→ Directive:
Gather every line in the material below that contains the string "seating".

→ Records supplied:
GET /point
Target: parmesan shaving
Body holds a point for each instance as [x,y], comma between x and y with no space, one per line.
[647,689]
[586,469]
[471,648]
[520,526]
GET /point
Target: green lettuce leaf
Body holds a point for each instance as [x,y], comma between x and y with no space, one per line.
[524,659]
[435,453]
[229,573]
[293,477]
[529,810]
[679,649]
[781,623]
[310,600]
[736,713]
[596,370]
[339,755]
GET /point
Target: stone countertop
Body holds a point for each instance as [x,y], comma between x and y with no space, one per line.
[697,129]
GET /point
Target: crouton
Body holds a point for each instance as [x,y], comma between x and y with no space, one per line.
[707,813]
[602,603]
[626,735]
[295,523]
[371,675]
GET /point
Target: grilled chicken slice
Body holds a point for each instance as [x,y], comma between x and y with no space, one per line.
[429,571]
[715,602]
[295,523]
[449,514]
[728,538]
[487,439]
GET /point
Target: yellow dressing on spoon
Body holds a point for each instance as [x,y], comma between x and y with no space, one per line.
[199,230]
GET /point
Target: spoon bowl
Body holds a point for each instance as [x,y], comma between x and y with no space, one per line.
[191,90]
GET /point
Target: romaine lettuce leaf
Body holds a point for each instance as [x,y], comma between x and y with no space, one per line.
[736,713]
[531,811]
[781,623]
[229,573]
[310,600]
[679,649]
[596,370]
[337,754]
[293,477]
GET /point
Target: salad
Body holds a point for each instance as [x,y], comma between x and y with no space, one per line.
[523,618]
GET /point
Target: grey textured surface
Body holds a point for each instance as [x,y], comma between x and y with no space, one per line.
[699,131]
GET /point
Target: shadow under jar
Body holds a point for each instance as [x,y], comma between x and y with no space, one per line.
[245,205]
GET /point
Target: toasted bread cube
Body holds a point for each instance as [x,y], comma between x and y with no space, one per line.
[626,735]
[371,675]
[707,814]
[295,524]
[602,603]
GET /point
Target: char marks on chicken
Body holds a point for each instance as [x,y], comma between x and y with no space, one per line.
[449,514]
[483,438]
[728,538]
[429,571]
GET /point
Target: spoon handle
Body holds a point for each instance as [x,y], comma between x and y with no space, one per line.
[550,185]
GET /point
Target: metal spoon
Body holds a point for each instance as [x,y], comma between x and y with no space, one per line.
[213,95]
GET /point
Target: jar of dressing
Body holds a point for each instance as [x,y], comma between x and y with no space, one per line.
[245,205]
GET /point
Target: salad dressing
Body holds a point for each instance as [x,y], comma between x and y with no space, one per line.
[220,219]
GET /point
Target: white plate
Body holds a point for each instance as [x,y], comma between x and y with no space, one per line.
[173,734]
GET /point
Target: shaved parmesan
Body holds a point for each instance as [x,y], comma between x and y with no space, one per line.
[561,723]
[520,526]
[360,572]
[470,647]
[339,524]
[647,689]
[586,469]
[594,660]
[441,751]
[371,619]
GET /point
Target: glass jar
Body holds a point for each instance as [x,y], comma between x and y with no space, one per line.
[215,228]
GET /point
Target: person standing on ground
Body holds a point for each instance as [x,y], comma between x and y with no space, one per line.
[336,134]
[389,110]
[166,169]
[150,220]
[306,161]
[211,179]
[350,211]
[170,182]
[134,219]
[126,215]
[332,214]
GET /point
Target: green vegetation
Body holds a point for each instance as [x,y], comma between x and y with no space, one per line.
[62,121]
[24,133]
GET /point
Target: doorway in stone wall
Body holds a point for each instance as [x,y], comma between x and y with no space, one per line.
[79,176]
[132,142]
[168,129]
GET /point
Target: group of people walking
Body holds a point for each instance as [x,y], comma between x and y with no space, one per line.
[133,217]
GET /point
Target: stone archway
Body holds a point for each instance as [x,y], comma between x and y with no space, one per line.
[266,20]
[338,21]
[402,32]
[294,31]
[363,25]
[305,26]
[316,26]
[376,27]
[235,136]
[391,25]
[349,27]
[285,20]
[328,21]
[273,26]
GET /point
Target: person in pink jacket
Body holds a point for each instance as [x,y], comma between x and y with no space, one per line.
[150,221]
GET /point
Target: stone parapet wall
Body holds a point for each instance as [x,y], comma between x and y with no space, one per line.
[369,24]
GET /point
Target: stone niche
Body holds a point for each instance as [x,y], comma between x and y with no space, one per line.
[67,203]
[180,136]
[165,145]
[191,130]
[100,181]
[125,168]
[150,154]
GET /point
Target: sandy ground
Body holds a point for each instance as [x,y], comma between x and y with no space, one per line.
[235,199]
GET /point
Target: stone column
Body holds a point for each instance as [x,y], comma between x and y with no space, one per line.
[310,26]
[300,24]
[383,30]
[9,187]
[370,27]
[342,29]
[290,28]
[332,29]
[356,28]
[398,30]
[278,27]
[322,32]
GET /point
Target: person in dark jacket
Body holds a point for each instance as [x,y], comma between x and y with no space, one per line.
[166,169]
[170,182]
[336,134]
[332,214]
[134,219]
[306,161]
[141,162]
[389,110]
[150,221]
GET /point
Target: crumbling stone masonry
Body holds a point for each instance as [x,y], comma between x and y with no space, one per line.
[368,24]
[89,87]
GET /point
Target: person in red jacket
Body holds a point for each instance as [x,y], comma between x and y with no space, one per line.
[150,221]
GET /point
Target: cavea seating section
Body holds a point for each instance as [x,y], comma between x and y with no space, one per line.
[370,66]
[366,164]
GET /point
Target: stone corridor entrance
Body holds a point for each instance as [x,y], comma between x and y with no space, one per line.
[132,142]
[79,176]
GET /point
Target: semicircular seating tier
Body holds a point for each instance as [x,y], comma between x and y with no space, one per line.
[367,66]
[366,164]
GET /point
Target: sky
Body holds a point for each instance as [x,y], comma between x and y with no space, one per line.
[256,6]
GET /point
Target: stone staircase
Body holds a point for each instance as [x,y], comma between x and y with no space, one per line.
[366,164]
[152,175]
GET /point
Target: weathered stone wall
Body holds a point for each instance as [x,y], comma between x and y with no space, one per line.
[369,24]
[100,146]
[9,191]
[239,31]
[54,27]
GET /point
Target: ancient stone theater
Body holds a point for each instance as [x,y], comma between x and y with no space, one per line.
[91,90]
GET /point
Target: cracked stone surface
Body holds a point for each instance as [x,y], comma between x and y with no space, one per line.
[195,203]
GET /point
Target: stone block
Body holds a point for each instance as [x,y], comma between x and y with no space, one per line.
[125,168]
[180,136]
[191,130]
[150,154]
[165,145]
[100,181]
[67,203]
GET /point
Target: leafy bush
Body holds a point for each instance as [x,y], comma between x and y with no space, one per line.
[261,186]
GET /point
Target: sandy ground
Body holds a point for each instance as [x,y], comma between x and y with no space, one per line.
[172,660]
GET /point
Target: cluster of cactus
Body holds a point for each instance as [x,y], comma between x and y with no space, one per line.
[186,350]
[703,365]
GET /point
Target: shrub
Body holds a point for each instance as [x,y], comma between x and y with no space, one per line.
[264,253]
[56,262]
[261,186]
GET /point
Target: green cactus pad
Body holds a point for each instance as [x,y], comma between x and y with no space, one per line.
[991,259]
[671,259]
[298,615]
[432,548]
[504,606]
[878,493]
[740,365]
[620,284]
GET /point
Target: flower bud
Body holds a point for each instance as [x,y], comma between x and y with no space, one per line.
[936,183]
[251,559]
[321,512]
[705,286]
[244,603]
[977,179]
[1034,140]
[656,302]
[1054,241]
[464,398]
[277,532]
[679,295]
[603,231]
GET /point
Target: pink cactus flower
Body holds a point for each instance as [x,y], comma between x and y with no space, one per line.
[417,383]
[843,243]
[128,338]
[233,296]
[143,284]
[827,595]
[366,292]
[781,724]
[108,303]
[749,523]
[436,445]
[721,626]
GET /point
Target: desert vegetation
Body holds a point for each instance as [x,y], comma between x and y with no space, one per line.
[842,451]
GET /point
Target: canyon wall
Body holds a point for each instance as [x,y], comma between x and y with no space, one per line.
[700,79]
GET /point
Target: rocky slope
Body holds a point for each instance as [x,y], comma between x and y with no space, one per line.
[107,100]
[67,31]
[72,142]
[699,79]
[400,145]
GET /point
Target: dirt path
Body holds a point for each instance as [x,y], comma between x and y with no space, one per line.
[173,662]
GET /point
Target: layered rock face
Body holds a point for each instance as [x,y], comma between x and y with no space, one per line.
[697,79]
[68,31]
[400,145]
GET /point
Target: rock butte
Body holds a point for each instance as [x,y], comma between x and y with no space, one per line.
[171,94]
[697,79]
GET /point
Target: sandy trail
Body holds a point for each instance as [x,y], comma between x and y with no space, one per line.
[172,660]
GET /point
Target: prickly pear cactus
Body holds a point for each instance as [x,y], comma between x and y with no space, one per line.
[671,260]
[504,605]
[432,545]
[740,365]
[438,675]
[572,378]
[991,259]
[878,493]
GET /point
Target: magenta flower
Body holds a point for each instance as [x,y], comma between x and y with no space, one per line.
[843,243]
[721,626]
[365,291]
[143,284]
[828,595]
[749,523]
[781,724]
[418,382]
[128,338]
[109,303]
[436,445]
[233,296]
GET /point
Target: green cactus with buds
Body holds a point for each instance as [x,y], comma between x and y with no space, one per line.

→ Output of the task:
Target: cavea seating section
Target: semicircular seating tier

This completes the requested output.